Challenges ::
a: From the post on the Dreamliner's battery problems, quote the passage starting at "Can The Dreamliner’s" and ending at "flesh in contact.".
b: In the post on the Dreamliner's battery problems, whom did Japan's Kyodo News Agency quote about the leaked liquid?
c: Carry on the post about the Dreamliner's battery problems from the point where it stops.

Extract ::
__________________________________________________
Sunday, January 27, 2013

Can The Dreamliner’s Nightmare Be Fixed? Probably not!

Anyone who’s been a fan of the ‘Alien’ flicks will recall some of the coolest scenes were when the Alien was shot or stabbed and its ‘blood’- actually potent acid- zapped through layers and layers of ship floors or decks. If the stuff managed to somehow get splattered on a uniform or space suit, it instantly burned through and destroyed any flesh in contact.

This comes to mind on reading a report of Japanese investigators in the wake of a Nippon Airways 787 emergency landing, after the 787’s lithium battery leaked (‘Leaking Lithium Batteries Central to 787’s Problems’, The Denver Post, Jan. 18, p. 16A. According to the article,

“An inspection of the Nippon Airways 787 that made an emergency landing in western Japan found that electrolytes, a flammable battery fluid, had leaked from the plane’s main lithium ion battery. Japan’s Kyodo News Agency quoted transport ministry investigator Hideyo Kosugi as saying the liquid leaked through the electrical room floor to the outside of the aircraft.”
__________________________________________________
Supplied entries ::
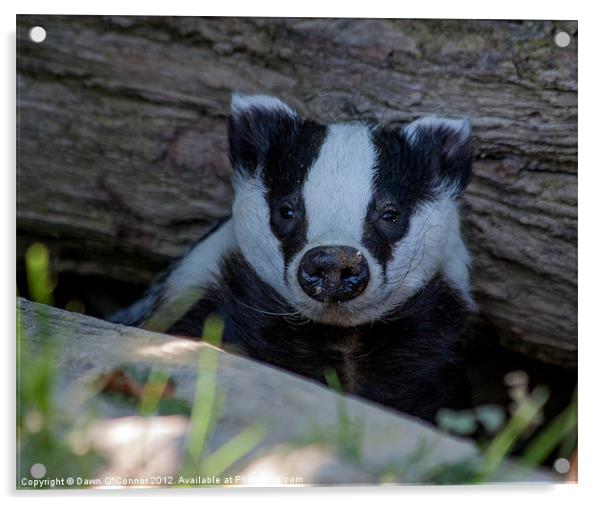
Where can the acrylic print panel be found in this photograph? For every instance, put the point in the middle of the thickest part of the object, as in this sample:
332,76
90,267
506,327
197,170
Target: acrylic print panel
374,219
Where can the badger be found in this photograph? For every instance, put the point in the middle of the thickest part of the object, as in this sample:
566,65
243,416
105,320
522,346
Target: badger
343,252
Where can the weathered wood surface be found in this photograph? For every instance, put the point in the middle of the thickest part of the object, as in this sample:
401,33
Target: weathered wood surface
122,152
289,409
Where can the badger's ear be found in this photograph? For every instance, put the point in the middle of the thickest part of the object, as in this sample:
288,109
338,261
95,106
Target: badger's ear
256,122
445,145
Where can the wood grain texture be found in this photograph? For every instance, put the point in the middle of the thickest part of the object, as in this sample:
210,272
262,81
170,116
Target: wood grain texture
122,151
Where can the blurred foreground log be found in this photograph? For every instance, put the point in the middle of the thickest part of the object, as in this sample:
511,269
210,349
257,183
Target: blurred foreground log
300,420
122,153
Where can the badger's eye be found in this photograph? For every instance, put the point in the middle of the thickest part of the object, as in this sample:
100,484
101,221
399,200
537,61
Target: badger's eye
287,212
390,215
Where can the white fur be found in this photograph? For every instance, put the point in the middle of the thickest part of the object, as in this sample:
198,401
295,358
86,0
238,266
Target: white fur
241,103
432,245
189,280
254,235
202,264
338,187
336,193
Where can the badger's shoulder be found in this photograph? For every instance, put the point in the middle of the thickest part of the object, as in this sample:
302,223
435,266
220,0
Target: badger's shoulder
184,283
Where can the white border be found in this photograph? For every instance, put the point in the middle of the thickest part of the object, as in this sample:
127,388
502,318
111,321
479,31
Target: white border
589,226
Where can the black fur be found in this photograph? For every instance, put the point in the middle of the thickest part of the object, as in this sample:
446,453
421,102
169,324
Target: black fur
410,362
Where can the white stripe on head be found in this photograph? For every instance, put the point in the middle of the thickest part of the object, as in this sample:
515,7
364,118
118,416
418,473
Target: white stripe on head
338,188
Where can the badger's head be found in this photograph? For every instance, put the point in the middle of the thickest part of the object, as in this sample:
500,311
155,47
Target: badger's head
347,221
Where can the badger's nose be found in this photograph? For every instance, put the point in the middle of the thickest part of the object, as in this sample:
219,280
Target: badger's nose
333,273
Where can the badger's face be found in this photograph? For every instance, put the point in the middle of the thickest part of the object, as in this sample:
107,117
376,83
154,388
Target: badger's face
345,221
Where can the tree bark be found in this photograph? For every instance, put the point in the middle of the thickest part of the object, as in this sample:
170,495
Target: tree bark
122,159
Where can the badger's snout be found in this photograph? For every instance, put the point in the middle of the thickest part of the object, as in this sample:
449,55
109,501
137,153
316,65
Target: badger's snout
333,273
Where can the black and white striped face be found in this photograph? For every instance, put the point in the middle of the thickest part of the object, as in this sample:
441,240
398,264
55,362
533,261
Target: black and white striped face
346,221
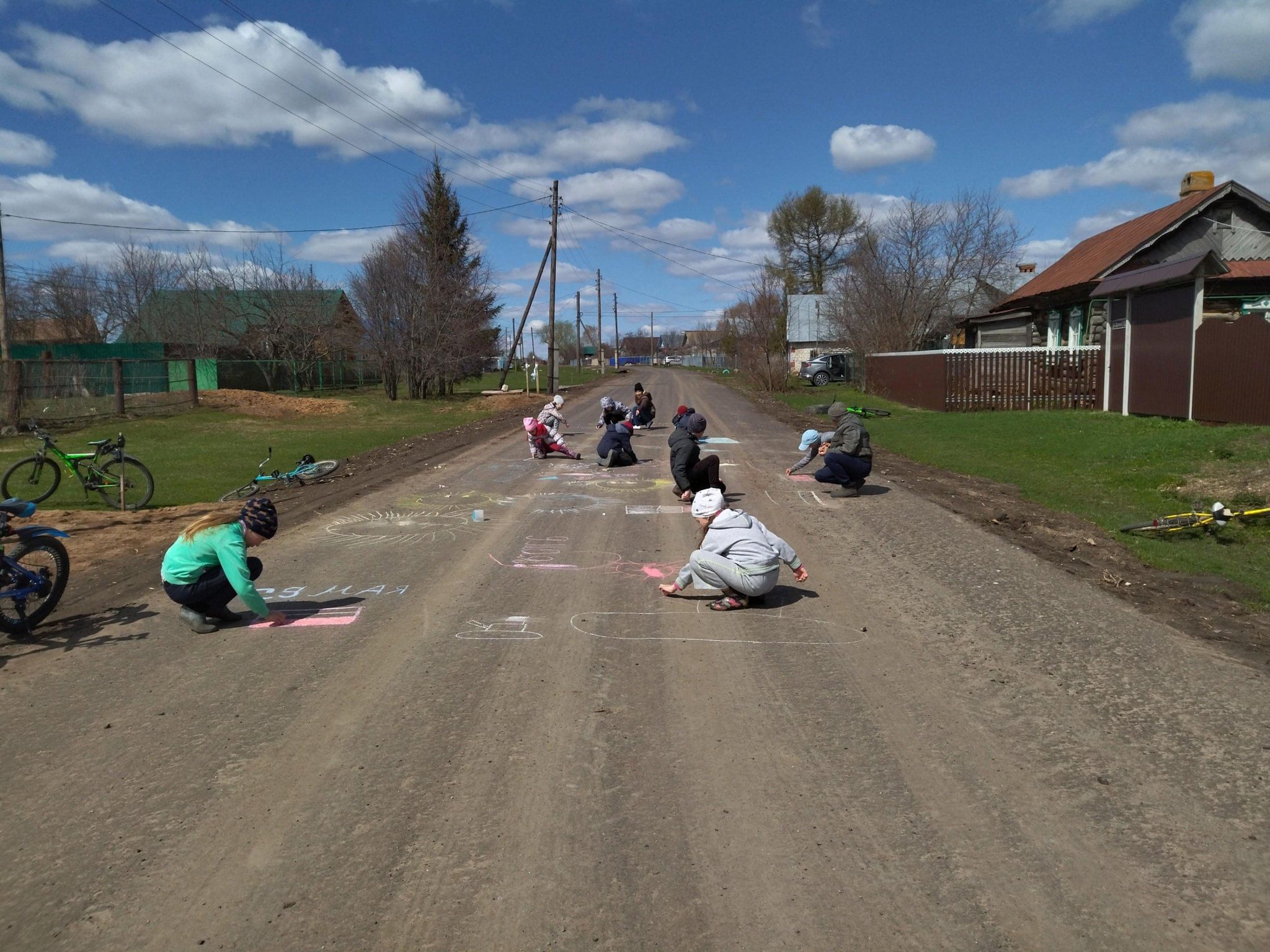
__________________________________________________
Response list ::
a:
Can The Dreamliner’s Nightmare Be Fixed? Probably not!

Anyone who’s been a fan of the ‘Alien’ flicks will recall some of the coolest scenes were when the Alien was shot or stabbed and its ‘blood’- actually potent acid- zapped through layers and layers of ship floors or decks. If the stuff managed to somehow get splattered on a uniform or space suit, it instantly burned through and destroyed any flesh in contact.

b: Hideyo Kosugi, a transport ministry investigator.

c:
The article cites another incident on Jan. 7 when it took firefighters 40 minutes to put out a blaze in an auxiliary power unit of another 787 used by Japan Airlines. Each incident resulted in the release of flammable electrolytes, as well as heat damage and smoke. The release of the battery fluid was particularly alarming given it’s extremely corrosive so can quickly damage electrical wiring and components. (787s rely far more on these Li batteries to power electronics rather than hydraulic or mechanical systems.)

As may be expected, Japan has halted all use of 787s. Meanwhile, the news emerged (reported from the Seattle Times) that in 2006 a devastating lab fire erupted in Arizona when a lithium ion battery blew up, showing how volatile the battery can be if the energy is not properly contained. (A single battery connected to prototype equipment exploded and the whole building housing the lab burned down.)

Let’s look at this energy issue and the construction of the battery in more detail.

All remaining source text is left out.